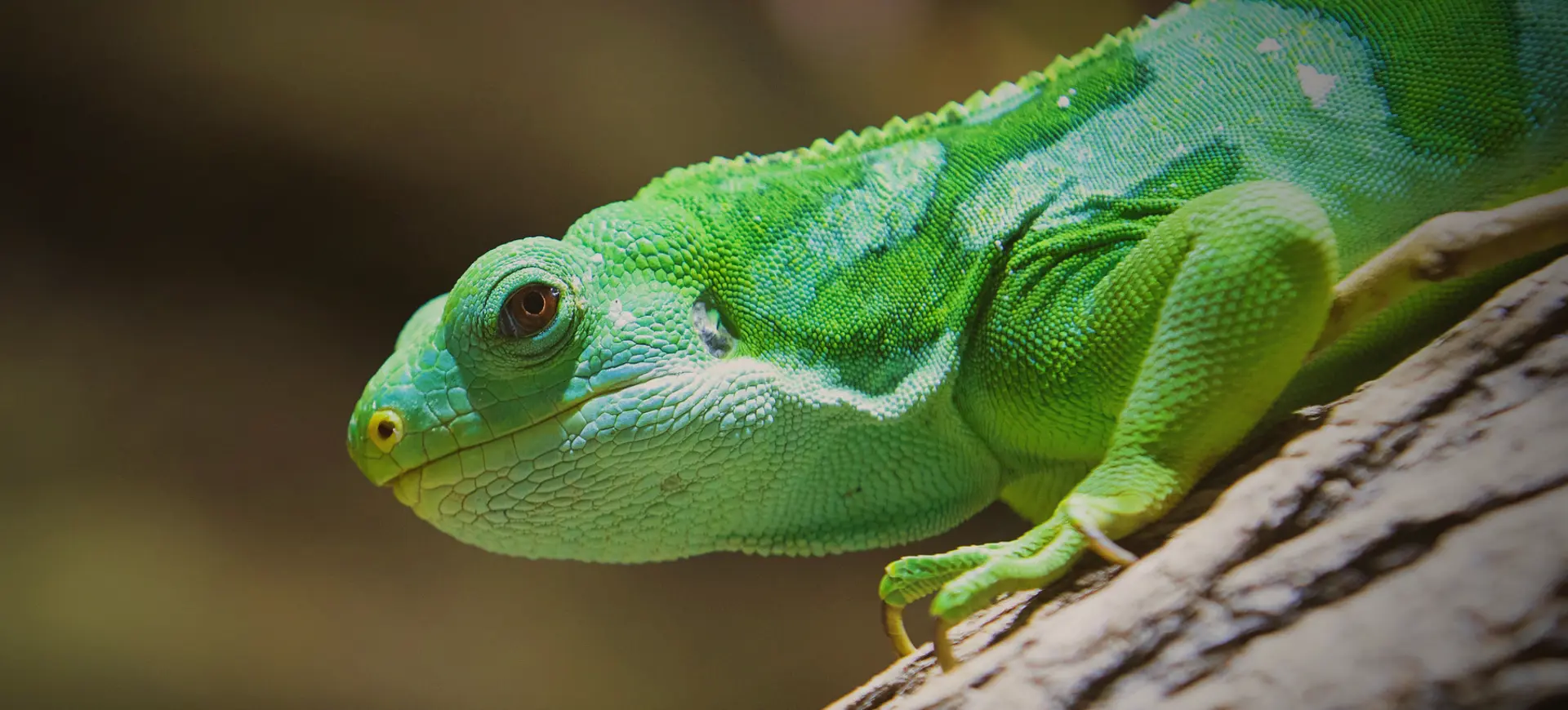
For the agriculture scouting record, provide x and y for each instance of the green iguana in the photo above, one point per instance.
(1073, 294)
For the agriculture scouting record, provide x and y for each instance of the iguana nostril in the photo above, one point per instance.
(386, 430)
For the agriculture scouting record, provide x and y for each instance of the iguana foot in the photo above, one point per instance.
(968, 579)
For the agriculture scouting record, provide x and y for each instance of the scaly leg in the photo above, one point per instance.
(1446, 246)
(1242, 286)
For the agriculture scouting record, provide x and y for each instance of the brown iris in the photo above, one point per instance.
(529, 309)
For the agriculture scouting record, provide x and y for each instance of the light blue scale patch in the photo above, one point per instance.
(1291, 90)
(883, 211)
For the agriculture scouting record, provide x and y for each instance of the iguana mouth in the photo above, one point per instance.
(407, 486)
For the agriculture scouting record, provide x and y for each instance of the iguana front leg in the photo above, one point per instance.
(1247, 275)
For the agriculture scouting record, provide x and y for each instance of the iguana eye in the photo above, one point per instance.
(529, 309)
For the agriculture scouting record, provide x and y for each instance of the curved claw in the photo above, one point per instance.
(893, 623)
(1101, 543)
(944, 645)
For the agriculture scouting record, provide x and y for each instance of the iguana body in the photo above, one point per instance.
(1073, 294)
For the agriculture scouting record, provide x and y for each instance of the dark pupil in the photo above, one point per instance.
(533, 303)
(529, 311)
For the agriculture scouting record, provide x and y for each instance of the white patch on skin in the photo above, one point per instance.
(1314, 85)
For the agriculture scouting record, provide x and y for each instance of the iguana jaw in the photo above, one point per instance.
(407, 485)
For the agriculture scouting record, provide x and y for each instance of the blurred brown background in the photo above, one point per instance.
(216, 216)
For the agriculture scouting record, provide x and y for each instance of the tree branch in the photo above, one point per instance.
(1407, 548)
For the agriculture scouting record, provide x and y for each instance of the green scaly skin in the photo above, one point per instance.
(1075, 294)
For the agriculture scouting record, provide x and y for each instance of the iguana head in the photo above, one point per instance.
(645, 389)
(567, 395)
────────────────────
Set problem.
Can you format all the rows above as a JSON list of strings, one string per line, with blank lines and the pictures left out?

Finished exercise.
[
  "For the agriculture scouting record, provide x and y for each instance of the green iguana in the photo above, one point per instance.",
  "(1073, 294)",
  "For the agriculture scouting record, provide x and y for each instance of the iguana nostril in the photo above, one point per instance.",
  "(386, 430)",
  "For the agriculture scouting record, provide x and y for each instance of the iguana foot in the photo above, one point per instance.",
  "(968, 579)",
  "For the agriculture scouting record, provide x and y for each instance of the scaly leg in the photo above, one point per instance.",
  "(1446, 246)",
  "(1242, 286)",
  "For the agriculture scouting record, provide x and y for each instance of the brown iris in the photo above, one point per instance.",
  "(529, 309)",
  "For the agriculture scouting record, provide x and y for each instance of the light blue scale patch in the photo above, one point per instance.",
  "(1291, 90)",
  "(883, 211)",
  "For the agriculture scouting record, provide x and y for each instance of the iguana mouth in the photo above, one point per instance.",
  "(407, 486)",
  "For the agriculture scouting record, provide x and y for each instance of the iguana front leg in the photo above, one point per instance.",
  "(1247, 275)",
  "For the agriculture scouting record, provide x and y for each instance of the iguana eye in the photo above, one point per instance.",
  "(529, 309)",
  "For the agriculture scouting record, provide x and y for each instance of the curved claw in the photo above, one point per instance.",
  "(893, 623)",
  "(1101, 543)",
  "(944, 645)",
  "For the agriculture scouting record, provide x and y for each instance of the iguana body in the photo above, one point per instance.",
  "(1073, 294)",
  "For the agriculture scouting record, provide x and y for each instance of the dark pupil in the photo above, one point per instance.",
  "(533, 303)",
  "(529, 311)",
  "For the agriculture scouting record, provide x and y for each instance of the white patch on skin in the photo above, one point per instance.",
  "(1314, 85)",
  "For the agriculture scouting record, provide x and y for each instance of the iguana jaw in the photo above, one point per instance.",
  "(407, 485)",
  "For the agriculture scouting record, provide x and y for each instance of the blurred brown background in the photo above, one point per instance.",
  "(216, 216)",
  "For the agriculture scouting record, provide x and y for each instance of the tree branch in the photo above, one point per instance.",
  "(1407, 548)",
  "For the agriculture scouting record, provide x and y for each instance of the green scaly skin in the photo above, one point per instance.",
  "(1075, 294)",
  "For the agriculture scouting record, provide x and y for each instance of the iguana head in the photo above, one point per instance.",
  "(645, 389)",
  "(567, 395)"
]